* Problem description *
Go through the records below and report each line with "located" in it.

[Opening Data for this task section]

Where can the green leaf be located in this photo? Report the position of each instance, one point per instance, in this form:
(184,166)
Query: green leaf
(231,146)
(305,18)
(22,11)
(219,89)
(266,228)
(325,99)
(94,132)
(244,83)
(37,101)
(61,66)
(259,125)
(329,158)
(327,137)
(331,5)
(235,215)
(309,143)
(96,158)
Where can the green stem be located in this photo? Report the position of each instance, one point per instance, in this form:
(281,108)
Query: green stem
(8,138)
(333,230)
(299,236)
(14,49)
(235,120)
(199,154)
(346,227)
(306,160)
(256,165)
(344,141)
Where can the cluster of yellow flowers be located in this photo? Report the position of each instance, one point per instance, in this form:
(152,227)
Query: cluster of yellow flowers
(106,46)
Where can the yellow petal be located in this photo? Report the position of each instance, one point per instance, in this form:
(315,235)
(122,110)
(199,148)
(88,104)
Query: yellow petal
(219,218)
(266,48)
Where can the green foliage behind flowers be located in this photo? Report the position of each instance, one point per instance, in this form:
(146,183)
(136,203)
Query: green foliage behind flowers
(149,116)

[Closing Data for this task section]
[Opening Data for this task section]

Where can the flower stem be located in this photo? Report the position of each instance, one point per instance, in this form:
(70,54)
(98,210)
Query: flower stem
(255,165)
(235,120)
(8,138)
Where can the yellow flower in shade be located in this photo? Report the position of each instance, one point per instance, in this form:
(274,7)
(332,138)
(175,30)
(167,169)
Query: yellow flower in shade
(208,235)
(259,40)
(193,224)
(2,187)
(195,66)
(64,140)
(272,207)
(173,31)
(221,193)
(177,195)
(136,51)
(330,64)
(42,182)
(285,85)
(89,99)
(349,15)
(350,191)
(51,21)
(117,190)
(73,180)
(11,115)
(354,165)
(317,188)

[Closing Data for this task section]

* Problem solution *
Where can the green leaf be located in this photo? Report the position of each instance, one point per instance, in this form:
Where can the green stem be located in this photo? Report the position of each instance, one point per instance, in this form:
Where can the cluster of yellow flowers be located in this photo? Report the position of each instance, one point per instance, in this form:
Where can the yellow petal be located in this photo? Report the position of each instance, one point per instance, in this form:
Where can the green foliage behind flowers be located in this photo? Report the position of each instance, one point per instance, in this form:
Where can the flower stem be located in this photo? Report the position of each instance, one point per instance, in this form:
Where can the yellow flower in shade be located in this photo? Report the position of each instance, one point per instance, in this form:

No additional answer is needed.